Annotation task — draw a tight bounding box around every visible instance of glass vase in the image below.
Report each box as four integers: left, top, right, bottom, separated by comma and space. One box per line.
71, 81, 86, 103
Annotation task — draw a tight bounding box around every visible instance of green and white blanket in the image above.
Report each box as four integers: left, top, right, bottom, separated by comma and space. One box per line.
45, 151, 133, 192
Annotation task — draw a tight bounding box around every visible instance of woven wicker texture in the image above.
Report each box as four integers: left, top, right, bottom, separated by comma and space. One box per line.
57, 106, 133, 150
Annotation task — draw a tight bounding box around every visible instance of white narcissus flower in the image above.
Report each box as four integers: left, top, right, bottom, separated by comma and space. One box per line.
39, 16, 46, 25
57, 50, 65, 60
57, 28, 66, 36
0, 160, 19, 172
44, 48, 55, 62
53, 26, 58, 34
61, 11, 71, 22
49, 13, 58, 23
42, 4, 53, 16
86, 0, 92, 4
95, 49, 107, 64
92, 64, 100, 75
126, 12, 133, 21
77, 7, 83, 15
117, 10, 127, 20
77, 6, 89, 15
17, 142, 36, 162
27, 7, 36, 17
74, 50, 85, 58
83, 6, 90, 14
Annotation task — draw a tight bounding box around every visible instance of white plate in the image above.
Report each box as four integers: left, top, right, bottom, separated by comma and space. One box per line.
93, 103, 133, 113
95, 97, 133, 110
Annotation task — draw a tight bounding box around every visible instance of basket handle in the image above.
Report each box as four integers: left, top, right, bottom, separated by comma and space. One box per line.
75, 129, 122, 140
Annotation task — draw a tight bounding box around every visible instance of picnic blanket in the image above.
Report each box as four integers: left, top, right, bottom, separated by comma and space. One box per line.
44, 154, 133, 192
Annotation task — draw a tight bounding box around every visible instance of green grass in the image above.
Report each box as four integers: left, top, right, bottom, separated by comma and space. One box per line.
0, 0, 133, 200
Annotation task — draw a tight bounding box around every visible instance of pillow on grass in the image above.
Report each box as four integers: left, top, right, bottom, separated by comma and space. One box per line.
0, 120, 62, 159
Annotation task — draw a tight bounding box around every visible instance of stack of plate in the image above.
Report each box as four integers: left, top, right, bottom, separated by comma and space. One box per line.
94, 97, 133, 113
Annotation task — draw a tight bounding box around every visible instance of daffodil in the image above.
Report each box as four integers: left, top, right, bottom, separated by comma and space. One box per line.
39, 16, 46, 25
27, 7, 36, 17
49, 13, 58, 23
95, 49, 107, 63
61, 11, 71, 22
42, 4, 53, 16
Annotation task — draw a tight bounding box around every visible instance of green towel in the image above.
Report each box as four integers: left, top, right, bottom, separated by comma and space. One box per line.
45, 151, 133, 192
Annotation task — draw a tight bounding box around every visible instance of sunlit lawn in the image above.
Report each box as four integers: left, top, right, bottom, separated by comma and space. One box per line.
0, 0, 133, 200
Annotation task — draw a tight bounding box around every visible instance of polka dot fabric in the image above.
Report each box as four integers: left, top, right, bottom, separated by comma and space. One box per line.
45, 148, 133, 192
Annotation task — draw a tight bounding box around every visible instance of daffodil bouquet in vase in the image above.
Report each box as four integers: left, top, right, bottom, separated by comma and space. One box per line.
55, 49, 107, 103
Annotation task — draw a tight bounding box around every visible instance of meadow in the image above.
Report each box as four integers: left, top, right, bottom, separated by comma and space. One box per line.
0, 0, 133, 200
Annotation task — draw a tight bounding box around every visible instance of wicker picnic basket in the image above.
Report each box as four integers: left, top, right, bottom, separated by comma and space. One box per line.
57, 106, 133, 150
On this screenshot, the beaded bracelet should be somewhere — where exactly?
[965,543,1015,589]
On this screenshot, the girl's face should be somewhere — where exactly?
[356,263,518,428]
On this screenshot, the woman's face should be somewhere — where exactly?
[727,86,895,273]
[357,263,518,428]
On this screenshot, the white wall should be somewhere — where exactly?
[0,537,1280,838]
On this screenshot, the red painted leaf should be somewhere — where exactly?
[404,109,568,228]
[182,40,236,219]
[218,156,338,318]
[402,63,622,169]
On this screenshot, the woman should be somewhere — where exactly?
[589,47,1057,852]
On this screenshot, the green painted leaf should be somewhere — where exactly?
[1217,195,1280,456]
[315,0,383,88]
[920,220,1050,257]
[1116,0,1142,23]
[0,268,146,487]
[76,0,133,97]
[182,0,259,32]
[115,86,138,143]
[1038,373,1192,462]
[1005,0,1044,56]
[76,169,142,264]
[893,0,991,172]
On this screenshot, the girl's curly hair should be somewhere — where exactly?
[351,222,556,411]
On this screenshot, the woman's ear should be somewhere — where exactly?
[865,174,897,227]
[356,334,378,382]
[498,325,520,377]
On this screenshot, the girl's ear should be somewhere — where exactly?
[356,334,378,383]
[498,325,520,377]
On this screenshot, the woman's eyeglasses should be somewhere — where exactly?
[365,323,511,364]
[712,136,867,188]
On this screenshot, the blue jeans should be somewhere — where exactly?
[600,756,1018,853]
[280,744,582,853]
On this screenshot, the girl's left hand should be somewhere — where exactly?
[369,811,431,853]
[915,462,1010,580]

#### What you need to do
Can you reproduce the whole listing above, unchanged, from its first line through its last?

#### Problem solution
Annotation task — draw a tight bounding box around every visible instance of glass vase in the image below.
Report each box as four integers: left, top, right, bottom, separated by comma and space. One box per line.
71, 81, 86, 103
Annotation task — draw a tight bounding box around every visible instance of green and white blanket in the image above.
Report each box as four integers: left, top, right, bottom, separated by comma and space. One box per line.
45, 151, 133, 192
Annotation task — draw a tight bounding box around every visible instance of woven wicker texture in the image above.
Report each box as four integers: left, top, right, bottom, separated by comma and space. One box per line.
57, 106, 133, 150
Annotation task — draw a tight bounding box around every visible instance of white narcissus flower in the image above.
Report each box as four integers: left, top, right, bottom, separated by comma and space. One box per line.
39, 16, 46, 25
57, 50, 65, 60
57, 28, 66, 36
0, 160, 19, 172
44, 48, 55, 62
53, 26, 58, 34
61, 11, 71, 22
49, 13, 58, 23
42, 4, 53, 16
86, 0, 92, 4
95, 49, 107, 64
92, 64, 100, 75
126, 12, 133, 21
77, 7, 83, 15
117, 10, 127, 20
77, 6, 89, 15
17, 142, 36, 162
27, 7, 36, 17
74, 50, 85, 58
83, 6, 90, 14
Annotation task — draw a tight bounding box around every visible instance of white plate in the image above.
Report each box as four integers: left, top, right, bottom, separated by comma and space. One box per line.
93, 103, 133, 113
95, 97, 133, 110
Annotation task — draw a tight bounding box around every visible instance of basket handle in the image above.
Report each box as four integers: left, top, right, bottom, separated by comma and space. One box per line.
75, 129, 122, 140
Annotation task — draw a tight bounding box around every visible instance of picnic blanket in the image above.
Report each box as four integers: left, top, right, bottom, separated by comma and space. One box per line.
44, 154, 133, 192
Annotation task — draw a tight bounding box around every visible instance of green grass in the image above.
Report each box as four integers: left, top, right, bottom, separated by comma and space. One box per line.
0, 0, 133, 200
Annotation task — draw a tight bounding box around every visible instance of pillow on grass in the image above.
Report each box as four integers: left, top, right, bottom, separated by comma and space. One box per line.
0, 120, 62, 159
Annotation task — draw a tight bounding box around every visible instance of stack of plate in the image above.
Report each box as four integers: left, top, right, bottom, separated by comma and space. One box per line.
94, 97, 133, 113
Annotation task — draw a tight bounding box around every visible instance of daffodil in the image above.
Report each box as four integers: left, top, right, bottom, separated by comma and space. One box per line.
39, 16, 46, 25
27, 7, 36, 17
49, 13, 58, 23
95, 49, 107, 63
61, 11, 71, 22
42, 4, 53, 16
Annotation task — draw a tight bounding box around every visible instance of green towel in the image above.
Report each box as four integers: left, top, right, bottom, separated by comma and space. One box per line.
45, 151, 133, 192
Annotation task — draw a tight bounding box around every visible instance of sunlit lawn in the image above.
Report each box as four integers: left, top, right, bottom, separated by comma and space. One box per line.
0, 0, 133, 200
Annotation task — draw a tight bounding box around every visible instance of polka dot fabric in the image above.
Report each box as four integers: left, top, right, bottom, separated by comma and space. One box per line.
45, 148, 133, 192
Annotation task — draw a tight bounding box around every visible instance of daffodil bouquet in vase in the image above.
Report each box as four integers: left, top, right, bottom, separated by comma and space. One box per line.
55, 49, 107, 103
Annotation task — draw a tight bounding box around every visible instance of meadow in the image above.
Report each box as four integers: left, top, right, bottom, separated by comma and space. One box per line.
0, 0, 133, 200
Annotation task — draw a tight bounding box around every visible instance of wicker picnic basket in the image above.
Report each box as four integers: left, top, right, bottom, separated by comma and space. One box per line.
57, 106, 133, 150
On this screenshot, the beaded bracelet should be somewhere — where exactly?
[965,543,1015,589]
On this screenshot, the girl's face should be somewhere — where exactly?
[356,263,518,428]
On this screenshot, the woman's face should be somewhere — where exactly?
[727,86,895,273]
[357,263,518,428]
On this screenshot, the white wall should be somewhere — where exactly?
[0,537,1280,838]
On this screenshot, the red painted leaf should be somewhere — where exactly?
[404,109,568,228]
[182,40,236,219]
[218,156,338,318]
[402,63,622,169]
On this screenshot, the woman should be somewhere — where exactly?
[589,47,1057,852]
On this screenshot, the green painted leaf should be somewhere — where exactly?
[1217,195,1280,456]
[315,0,383,88]
[920,220,1050,257]
[1116,0,1142,23]
[0,268,146,487]
[76,0,133,97]
[182,0,259,32]
[115,86,138,143]
[1038,373,1192,462]
[1005,0,1044,56]
[76,169,142,264]
[893,0,991,172]
On this screenshot, the girl's curly hair should be somewhere — where exactly?
[351,222,556,411]
On this screenshot, the woman's ear should be somewhere — where exactly?
[865,174,897,227]
[356,334,378,382]
[498,325,520,377]
On this screenshot, the girl's ear should be somewhere — where exactly?
[356,334,378,383]
[498,325,520,377]
On this screenshot, the woman's eyeglasses should be somewhere — where exactly?
[365,323,511,364]
[712,136,867,188]
On this screenshot, the blue jeans should be somewhere — where exactly?
[600,756,1018,853]
[280,744,582,853]
On this screenshot, the girl's left hand should be somewhere — where exactly?
[369,811,431,853]
[915,462,1010,580]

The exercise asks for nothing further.